### EXERCISE REQUIREMENTS
Pick out each line in these entries that contains the string "window".

(Collected data)
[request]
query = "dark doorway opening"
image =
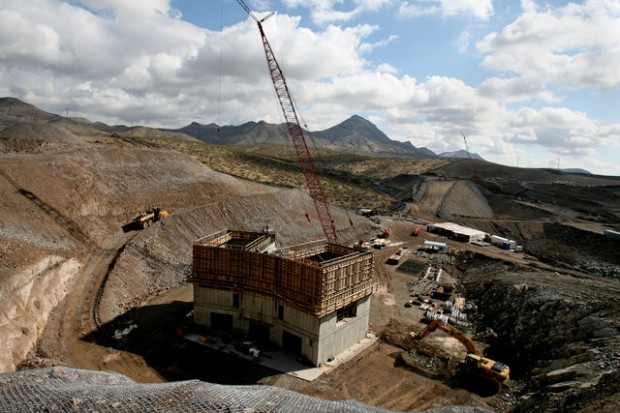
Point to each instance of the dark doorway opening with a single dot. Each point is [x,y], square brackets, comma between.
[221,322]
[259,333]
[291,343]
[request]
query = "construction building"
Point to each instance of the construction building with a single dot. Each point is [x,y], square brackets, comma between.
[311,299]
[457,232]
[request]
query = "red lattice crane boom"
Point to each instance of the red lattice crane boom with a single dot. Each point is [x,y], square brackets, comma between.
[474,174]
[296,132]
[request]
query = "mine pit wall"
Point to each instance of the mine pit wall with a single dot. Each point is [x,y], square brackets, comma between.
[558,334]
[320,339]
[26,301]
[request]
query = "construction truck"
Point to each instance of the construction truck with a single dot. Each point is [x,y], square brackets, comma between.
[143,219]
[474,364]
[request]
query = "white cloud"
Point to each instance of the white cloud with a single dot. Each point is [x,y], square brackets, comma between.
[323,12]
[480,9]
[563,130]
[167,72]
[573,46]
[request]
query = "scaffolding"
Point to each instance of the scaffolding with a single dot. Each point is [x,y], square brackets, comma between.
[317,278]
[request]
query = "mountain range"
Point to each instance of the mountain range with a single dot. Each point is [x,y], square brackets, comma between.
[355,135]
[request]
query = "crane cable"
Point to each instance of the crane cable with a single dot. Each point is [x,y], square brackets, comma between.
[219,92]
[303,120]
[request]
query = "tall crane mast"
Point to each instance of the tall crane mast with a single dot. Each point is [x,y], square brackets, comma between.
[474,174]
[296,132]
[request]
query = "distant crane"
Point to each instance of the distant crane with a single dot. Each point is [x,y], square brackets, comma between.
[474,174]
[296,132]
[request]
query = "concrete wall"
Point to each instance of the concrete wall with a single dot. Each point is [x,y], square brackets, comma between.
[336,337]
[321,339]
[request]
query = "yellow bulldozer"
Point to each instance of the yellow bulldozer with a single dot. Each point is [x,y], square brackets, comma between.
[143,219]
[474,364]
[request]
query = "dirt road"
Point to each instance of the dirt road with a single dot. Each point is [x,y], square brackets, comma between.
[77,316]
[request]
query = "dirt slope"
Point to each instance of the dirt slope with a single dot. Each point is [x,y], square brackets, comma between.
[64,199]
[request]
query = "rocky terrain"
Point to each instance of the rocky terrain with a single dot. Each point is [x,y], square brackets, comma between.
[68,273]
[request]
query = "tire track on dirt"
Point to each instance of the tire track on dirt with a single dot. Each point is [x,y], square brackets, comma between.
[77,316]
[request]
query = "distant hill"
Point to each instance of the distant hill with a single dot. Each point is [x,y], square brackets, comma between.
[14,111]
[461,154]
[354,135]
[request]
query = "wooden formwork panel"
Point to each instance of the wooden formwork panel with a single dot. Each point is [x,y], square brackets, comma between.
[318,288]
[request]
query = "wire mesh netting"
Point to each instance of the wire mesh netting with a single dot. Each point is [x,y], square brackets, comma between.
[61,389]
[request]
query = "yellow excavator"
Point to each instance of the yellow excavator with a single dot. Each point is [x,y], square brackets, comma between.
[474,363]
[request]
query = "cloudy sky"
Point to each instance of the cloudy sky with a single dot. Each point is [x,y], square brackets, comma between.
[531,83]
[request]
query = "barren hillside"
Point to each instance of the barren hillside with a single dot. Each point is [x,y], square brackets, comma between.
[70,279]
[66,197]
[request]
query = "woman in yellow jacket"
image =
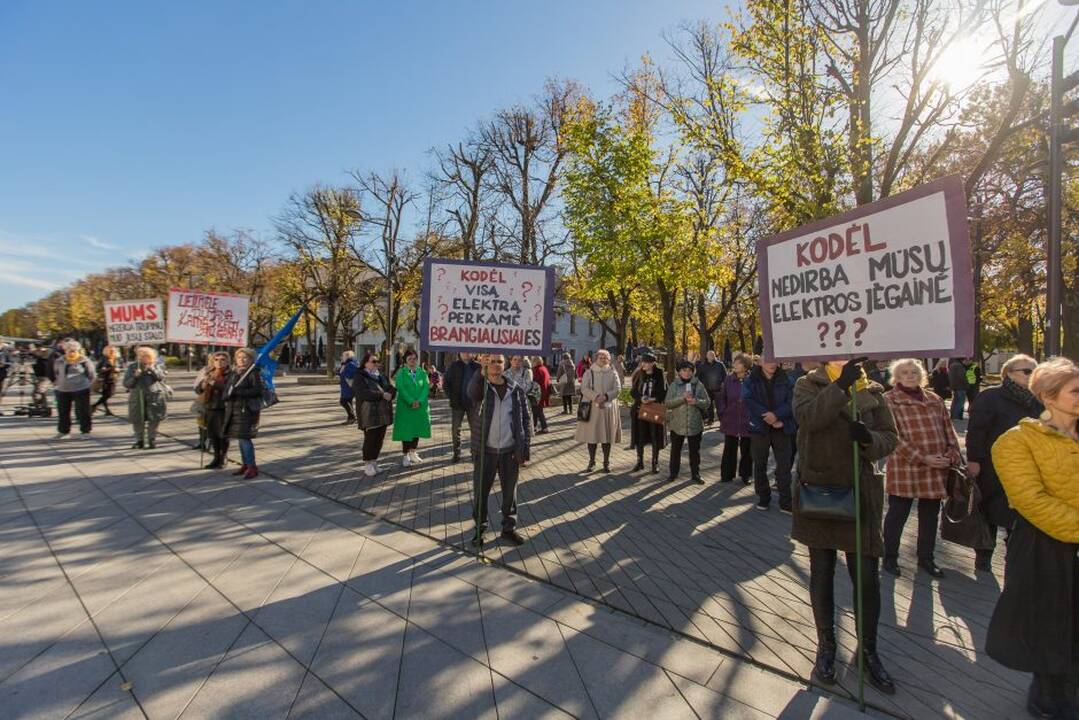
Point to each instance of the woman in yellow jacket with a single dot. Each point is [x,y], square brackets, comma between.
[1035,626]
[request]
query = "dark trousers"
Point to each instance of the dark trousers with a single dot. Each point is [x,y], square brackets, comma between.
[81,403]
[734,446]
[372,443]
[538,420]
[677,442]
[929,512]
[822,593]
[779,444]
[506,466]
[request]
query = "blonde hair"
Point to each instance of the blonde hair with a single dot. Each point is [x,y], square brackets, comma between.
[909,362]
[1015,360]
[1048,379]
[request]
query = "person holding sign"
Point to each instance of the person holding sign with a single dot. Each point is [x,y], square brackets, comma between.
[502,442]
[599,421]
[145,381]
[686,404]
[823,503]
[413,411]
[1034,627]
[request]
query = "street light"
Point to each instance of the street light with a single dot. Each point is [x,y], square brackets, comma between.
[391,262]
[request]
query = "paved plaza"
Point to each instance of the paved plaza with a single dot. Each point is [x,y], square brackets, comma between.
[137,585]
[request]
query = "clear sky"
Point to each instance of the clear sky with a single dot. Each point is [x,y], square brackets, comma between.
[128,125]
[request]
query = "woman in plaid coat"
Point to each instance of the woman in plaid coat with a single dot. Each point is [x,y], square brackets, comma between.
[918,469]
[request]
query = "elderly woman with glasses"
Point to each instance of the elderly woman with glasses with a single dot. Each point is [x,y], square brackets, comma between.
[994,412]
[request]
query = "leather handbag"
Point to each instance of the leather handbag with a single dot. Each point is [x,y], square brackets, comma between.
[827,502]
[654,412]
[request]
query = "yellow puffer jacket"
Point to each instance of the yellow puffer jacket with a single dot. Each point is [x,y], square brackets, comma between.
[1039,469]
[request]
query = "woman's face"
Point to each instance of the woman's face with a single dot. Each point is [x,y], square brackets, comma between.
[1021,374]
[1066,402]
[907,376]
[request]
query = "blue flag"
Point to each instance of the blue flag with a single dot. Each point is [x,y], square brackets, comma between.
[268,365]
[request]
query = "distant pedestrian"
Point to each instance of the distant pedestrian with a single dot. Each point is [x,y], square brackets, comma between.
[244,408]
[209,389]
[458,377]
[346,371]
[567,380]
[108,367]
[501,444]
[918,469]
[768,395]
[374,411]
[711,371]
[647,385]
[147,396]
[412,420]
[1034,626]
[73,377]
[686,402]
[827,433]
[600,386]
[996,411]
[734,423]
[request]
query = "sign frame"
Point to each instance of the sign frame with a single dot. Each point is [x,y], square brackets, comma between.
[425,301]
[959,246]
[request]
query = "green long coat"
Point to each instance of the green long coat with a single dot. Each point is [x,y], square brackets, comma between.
--
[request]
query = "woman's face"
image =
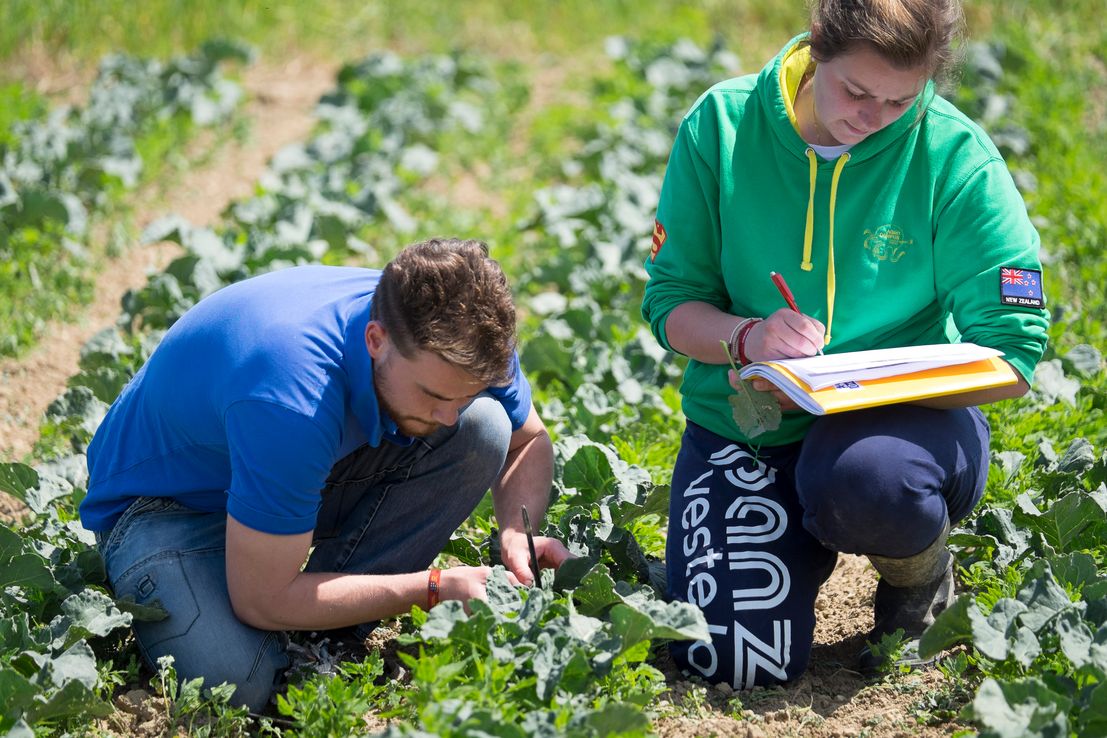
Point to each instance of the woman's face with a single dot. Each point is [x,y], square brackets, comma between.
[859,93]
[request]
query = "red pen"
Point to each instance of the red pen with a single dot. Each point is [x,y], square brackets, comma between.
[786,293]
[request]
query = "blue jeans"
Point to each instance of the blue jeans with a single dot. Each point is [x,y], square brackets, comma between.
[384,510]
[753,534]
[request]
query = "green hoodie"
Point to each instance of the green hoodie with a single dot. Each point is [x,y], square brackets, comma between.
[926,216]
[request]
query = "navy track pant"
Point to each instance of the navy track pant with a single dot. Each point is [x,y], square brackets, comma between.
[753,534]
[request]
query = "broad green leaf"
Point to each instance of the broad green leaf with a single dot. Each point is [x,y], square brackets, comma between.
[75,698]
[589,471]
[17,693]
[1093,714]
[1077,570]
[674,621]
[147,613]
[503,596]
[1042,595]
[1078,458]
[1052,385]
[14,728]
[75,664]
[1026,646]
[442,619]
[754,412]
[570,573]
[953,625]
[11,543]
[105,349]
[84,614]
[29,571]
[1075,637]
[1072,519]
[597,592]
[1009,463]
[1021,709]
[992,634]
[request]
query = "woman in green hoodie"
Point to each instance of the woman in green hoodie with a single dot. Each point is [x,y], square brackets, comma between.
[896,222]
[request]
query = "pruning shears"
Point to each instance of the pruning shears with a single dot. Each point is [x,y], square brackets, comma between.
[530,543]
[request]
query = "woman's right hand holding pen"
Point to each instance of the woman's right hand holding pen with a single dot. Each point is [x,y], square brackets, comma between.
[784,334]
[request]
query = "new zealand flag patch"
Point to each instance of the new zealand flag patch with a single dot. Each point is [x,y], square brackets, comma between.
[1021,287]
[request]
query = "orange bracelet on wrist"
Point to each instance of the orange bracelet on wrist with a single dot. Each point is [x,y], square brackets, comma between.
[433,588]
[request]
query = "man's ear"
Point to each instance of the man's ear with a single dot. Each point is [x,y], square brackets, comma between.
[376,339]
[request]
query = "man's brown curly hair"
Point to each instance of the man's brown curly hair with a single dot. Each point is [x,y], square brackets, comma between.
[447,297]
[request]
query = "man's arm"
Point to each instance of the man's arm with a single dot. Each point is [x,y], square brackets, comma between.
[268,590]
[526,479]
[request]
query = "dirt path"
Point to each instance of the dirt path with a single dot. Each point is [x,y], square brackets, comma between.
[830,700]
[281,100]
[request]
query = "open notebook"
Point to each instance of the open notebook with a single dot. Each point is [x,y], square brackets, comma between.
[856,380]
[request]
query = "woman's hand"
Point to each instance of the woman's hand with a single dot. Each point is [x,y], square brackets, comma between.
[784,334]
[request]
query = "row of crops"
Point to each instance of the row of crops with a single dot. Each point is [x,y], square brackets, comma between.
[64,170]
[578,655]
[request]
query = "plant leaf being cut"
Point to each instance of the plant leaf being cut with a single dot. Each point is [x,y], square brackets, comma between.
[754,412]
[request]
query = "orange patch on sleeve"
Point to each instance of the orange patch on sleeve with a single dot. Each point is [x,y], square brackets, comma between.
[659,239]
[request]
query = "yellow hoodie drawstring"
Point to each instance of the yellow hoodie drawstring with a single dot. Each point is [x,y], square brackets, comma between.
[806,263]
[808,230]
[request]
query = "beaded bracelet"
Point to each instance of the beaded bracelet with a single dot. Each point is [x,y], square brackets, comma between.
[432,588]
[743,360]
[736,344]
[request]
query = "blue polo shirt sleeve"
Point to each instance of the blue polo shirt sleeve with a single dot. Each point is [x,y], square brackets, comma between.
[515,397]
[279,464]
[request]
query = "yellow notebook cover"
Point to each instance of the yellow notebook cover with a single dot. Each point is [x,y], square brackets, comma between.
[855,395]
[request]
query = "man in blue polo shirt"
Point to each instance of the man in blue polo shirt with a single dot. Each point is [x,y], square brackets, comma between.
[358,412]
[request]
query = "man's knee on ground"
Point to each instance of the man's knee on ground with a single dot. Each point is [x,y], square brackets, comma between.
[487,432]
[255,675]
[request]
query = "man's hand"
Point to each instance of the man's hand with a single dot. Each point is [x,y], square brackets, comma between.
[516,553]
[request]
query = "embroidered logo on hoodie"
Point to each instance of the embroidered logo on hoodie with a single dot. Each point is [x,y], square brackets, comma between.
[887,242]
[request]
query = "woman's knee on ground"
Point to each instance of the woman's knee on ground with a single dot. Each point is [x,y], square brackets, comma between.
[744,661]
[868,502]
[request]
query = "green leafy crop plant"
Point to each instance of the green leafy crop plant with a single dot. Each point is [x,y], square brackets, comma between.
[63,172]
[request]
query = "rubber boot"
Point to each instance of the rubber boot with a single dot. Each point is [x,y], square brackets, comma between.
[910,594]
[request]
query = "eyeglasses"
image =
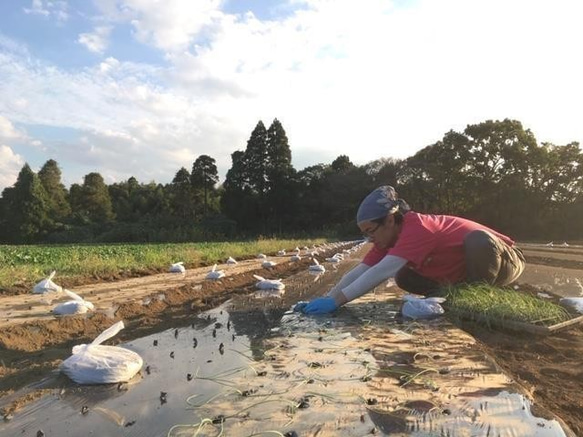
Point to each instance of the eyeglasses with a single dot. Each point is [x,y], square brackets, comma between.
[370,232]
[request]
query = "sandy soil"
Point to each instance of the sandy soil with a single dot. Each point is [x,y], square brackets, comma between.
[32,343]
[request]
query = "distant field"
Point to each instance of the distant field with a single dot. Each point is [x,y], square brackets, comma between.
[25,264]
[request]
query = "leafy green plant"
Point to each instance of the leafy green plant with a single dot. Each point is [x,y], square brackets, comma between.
==
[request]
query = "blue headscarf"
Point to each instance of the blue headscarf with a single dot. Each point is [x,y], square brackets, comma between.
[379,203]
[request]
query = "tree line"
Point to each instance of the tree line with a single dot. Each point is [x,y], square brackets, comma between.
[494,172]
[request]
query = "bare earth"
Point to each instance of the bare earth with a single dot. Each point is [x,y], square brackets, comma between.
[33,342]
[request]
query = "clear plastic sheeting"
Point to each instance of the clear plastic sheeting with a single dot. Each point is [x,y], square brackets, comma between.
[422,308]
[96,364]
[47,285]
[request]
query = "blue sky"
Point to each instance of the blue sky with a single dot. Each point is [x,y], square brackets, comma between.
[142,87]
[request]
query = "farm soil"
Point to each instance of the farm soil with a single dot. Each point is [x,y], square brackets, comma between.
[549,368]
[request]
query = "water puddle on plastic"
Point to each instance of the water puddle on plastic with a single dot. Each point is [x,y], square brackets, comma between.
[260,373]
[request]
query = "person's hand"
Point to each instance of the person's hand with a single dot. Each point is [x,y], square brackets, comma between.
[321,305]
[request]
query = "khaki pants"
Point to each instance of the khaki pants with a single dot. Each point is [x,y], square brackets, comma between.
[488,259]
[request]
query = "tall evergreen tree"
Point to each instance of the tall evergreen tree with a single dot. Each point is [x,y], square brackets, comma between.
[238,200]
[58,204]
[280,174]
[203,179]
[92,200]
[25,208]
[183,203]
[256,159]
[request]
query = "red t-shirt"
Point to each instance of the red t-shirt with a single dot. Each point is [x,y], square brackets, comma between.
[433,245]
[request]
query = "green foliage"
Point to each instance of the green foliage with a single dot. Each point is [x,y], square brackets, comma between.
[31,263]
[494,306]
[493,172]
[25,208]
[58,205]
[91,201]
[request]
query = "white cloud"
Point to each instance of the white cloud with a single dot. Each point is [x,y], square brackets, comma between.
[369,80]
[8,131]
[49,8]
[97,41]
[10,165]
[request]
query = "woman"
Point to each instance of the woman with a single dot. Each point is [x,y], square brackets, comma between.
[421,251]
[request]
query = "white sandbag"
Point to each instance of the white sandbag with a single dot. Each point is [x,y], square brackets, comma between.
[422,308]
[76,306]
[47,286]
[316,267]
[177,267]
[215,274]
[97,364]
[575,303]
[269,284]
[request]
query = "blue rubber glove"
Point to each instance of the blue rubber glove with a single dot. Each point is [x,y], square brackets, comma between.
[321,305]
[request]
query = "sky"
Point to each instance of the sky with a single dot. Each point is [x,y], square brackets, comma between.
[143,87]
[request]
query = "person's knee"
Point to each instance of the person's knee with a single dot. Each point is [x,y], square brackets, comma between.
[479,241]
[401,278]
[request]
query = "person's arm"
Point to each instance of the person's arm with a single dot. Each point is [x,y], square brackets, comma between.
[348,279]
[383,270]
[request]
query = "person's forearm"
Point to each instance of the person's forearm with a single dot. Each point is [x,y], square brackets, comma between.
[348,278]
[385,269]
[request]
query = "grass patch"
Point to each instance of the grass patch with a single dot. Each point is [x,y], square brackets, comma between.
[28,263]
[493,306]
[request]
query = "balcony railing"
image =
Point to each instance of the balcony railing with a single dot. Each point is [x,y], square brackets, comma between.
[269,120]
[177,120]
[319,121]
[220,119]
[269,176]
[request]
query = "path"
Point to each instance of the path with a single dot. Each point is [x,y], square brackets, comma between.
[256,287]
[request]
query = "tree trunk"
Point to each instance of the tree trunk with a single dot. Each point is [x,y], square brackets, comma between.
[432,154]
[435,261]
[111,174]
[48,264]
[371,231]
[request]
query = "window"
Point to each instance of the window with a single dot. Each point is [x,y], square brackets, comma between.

### RESULT FOR THIS EXERCISE
query = "window"
Point to each instance of the window with a single dot. Each point is [x,y], square brackets, comma between.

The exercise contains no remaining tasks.